Referring expression data:

□ □ □ □

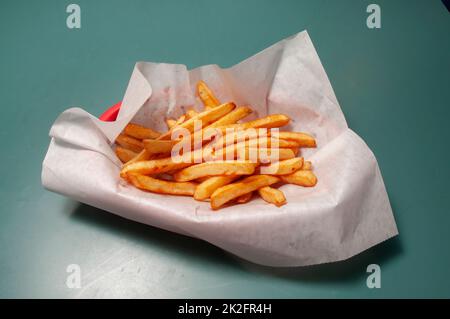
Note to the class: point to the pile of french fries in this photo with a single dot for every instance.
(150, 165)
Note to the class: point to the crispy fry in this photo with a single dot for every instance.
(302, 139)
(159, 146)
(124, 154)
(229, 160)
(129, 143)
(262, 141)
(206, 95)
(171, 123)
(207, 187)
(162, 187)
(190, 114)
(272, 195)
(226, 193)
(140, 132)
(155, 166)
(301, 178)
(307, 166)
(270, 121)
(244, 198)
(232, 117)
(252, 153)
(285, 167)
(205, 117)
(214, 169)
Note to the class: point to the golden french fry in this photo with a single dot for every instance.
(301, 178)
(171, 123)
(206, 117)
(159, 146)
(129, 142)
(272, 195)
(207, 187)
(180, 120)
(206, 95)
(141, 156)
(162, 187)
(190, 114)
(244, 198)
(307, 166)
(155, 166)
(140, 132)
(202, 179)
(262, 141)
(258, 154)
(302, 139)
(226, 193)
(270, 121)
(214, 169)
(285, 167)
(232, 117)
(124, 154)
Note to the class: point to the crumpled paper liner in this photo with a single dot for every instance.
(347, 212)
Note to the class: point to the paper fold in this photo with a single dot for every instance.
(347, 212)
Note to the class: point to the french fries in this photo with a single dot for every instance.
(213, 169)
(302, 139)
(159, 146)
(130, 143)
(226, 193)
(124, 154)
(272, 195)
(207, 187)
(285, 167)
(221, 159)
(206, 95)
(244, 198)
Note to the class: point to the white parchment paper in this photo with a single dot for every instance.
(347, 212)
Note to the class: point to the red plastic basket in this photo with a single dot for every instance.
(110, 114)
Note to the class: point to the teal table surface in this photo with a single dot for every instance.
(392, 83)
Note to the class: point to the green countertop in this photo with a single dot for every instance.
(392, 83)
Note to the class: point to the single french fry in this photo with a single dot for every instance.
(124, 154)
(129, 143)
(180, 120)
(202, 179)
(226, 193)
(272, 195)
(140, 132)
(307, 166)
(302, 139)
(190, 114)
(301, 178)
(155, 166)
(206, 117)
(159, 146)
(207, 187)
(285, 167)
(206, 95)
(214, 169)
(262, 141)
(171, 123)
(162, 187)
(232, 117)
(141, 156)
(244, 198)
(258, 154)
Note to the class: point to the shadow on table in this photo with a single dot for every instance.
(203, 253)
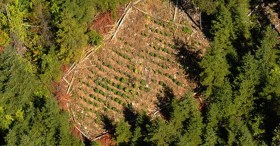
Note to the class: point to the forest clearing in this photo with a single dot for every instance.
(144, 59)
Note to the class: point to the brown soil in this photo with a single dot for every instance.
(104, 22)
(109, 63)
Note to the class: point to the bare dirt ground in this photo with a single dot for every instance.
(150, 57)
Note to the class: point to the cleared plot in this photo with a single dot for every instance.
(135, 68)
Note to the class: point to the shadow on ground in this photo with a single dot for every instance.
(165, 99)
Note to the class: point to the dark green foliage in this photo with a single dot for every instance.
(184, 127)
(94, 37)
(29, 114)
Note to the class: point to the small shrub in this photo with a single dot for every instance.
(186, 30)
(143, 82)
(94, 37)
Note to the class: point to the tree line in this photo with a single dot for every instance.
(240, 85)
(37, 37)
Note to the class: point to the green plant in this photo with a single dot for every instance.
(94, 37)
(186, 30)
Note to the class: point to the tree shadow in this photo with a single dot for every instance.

□ □ □ □

Please retype the records above starting with the line that contains "Note to the class: point to the bare" and stopping after the last line, changing nothing.

Note to the class: point to the bare dirt ground in this photo with a single dot for every instance.
(150, 57)
Note to the class: point to the cleared plot in this photo with a single dot for every instance.
(135, 68)
Note to the class: point to the shadow on ground in this photo with a single dot for every instance.
(165, 99)
Note to the class: point to the dark green foliage in this photo with a single dot for every instance.
(184, 127)
(94, 37)
(29, 114)
Note to the class: point to the small shrub in this photo with a single dot for every instance.
(186, 30)
(143, 82)
(94, 37)
Note to the class: point to the tree line in this photo with a single dot for every instance.
(240, 85)
(37, 37)
Note to the class: point to the green plant in this photo with a single dot for every instance.
(94, 37)
(186, 30)
Note to the class: point to the tree shadow in this photo with a single dot for every instance.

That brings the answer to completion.